Begin DOCUMENT EXCERPT

Skip to contents

Introduction

This vignette demonstrates how to use the vismi() function from the vismi package to visualise and compare the distributional characteristics of observed and imputed data. The vismi() function can automatically generate suitable static and interactive visualisations for one, two, or three variables, which can be numeric or factor (categorical) variables.

When verbose = TRUE, vismi() will print out the following information in the console:

  • Sanity checks:

    This includes a sanity check for the input data and how different types of variables are treated for plotting.

  • Missing data summary:

    This provides a summary of the number of missing values in each variable of interest (variables specified in x, y, and z arguments).

  • Breakdown of missing data patterns

    This summary shows the breakdown of missingness patterns across the variables of interest (x, y, and z). In this example, among head_circumference_cm, weight_kg, and sex, there are 13 observations missing only head_circumference_cm, 6 observations missing only weight_kg, and 111 observations missing in both head_circumference_cm and weight_kg.

  • Imputed data visualisation

    This section reports the number of target observations with at least one missing value in the variables of interest (x, y, and z). Only the post-imputed values of these target observations are shown in the m imputation panels of the vismi() output. We can then compare them with the observed data panel.

library(vismi)
vismi(data = newborn, imp_list = imp_newborn, x = "head_circumference_cm",
    y = "weight_kg", z = "sex", verbose = TRUE)

End DOCUMENT EXCERPT
Begin STORED ROWS

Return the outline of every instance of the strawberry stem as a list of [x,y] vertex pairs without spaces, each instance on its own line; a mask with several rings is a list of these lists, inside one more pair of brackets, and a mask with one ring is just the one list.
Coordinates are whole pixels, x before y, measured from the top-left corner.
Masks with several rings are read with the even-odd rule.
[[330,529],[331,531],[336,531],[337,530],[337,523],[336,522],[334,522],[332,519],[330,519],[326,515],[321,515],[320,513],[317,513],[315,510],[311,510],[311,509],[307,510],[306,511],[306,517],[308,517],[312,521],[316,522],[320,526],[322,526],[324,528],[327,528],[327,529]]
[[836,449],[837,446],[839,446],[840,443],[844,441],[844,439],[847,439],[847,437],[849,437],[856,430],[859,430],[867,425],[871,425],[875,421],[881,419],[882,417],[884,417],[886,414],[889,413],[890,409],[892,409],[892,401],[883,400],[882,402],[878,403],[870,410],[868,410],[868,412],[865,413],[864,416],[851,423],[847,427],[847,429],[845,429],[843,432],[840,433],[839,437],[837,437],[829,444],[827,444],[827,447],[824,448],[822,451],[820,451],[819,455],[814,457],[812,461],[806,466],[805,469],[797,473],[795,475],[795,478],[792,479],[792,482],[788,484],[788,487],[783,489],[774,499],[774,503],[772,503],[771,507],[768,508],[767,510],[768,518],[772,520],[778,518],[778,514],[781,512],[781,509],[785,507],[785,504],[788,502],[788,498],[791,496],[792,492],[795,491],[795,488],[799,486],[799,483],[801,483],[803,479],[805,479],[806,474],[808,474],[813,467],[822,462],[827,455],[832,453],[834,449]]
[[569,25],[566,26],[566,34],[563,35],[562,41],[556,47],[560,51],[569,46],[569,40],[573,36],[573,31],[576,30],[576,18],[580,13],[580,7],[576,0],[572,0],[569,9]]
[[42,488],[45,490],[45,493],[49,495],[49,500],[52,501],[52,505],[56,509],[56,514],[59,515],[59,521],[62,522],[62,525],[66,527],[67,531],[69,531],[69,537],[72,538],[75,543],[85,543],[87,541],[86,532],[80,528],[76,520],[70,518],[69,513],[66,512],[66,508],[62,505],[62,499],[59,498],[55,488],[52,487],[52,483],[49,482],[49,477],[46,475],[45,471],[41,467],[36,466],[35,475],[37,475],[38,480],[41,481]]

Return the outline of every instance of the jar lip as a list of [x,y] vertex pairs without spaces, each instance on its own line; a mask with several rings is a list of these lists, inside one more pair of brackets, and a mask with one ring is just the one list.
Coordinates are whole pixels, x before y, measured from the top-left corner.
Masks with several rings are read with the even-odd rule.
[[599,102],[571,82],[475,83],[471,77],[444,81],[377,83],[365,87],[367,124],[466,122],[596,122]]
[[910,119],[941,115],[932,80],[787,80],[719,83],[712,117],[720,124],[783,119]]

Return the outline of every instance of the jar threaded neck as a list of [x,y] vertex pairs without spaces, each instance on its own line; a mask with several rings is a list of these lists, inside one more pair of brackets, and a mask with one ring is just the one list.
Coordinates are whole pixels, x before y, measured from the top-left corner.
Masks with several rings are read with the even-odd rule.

End STORED ROWS

WRITTEN INSTRUCTION 1 =>
Answer these questions from the vismi vignette:
(a) For how many variables can vismi() generate visualisations?
(b) In the example, how many observations are missing only weight_kg?
(c) Which argument setting makes vismi() print information in the console?
WRITTEN INSTRUCTION 2 => Reproduce a passage of the vismi vignette word for word, starting with "This summary shows" and going on through "observed data panel.".
The items bear no relation to the vismi vignette.

CORRECT RESPONSE 1 =>
(a) One, two, or three variables.
(b) 6 observations.
(c) verbose = TRUE.

CORRECT RESPONSE 2 =>
This summary shows the breakdown of missingness patterns across the variables of interest (x, y, and z). In this example, among head_circumference_cm, weight_kg, and sex, there are 13 observations missing only head_circumference_cm, 6 observations missing only weight_kg, and 111 observations missing in both head_circumference_cm and weight_kg.

  • Imputed data visualisation

    This section reports the number of target observations with at least one missing value in the variables of interest (x, y, and z). Only the post-imputed values of these target observations are shown in the m imputation panels of the vismi() output. We can then compare them with the observed data panel.